EXERCISE INPUTS:
******

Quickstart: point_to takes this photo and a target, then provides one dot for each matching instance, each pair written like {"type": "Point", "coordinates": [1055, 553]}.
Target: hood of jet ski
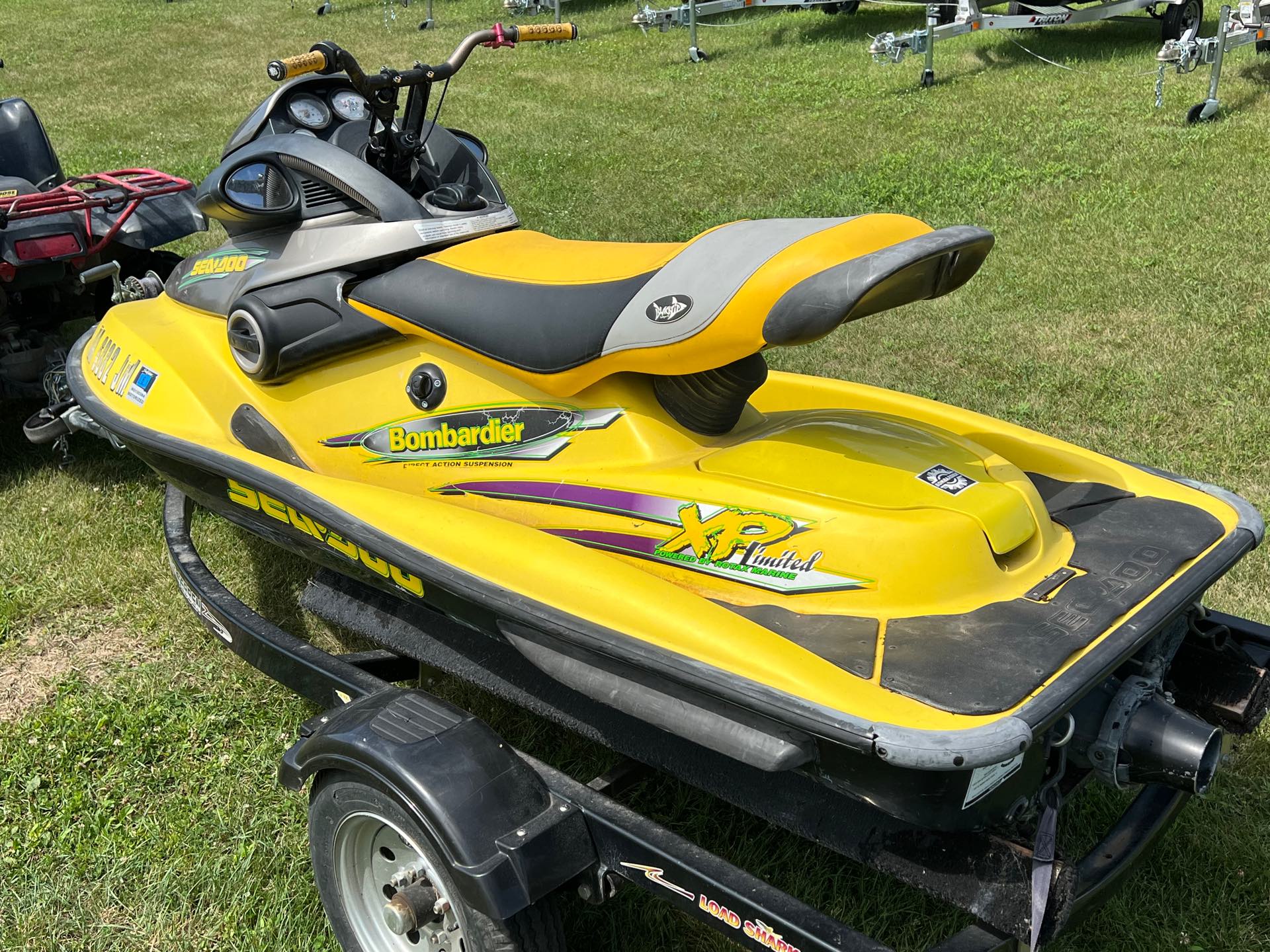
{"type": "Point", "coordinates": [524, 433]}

******

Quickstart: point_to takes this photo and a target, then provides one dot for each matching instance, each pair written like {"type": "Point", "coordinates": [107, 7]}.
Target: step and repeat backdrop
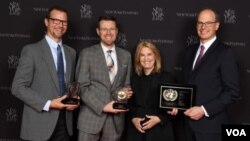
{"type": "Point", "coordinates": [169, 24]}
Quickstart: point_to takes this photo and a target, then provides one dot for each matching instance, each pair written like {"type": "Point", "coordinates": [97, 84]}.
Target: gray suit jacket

******

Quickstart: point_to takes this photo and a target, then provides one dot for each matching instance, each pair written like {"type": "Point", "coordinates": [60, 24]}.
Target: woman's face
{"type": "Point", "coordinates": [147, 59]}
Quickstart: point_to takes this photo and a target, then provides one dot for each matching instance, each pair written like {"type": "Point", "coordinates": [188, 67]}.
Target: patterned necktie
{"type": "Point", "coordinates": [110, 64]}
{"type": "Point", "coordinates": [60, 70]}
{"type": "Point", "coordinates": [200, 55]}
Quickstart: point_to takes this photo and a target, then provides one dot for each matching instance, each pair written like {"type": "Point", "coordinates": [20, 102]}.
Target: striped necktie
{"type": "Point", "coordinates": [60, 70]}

******

AIM OF THE TASK: In the entries above, find every line with the word "each" and list it.

THE ANSWER:
Quickstart: point_to takes this photo and a target, then provides one dot for each matching instance, each pair written like {"type": "Point", "coordinates": [1055, 553]}.
Quickstart: point_to takes this photo and a target, then provides one dot for each matching instance, each pair written like {"type": "Point", "coordinates": [107, 7]}.
Quickstart: point_to takes this photo and a target, then provides one dot for each matching instance, each pair written like {"type": "Point", "coordinates": [97, 84]}.
Quickstart: point_to takes this photo and a target, then provides one dot for each matching instance, each pair written like {"type": "Point", "coordinates": [60, 24]}.
Quickstart: point_to takes this photo and a target, then provides one dot for each matching instance, each pair written like {"type": "Point", "coordinates": [188, 67]}.
Quickstart: point_to takes this photo and a target, then provides one dot for each matching instance, each pair written like {"type": "Point", "coordinates": [20, 102]}.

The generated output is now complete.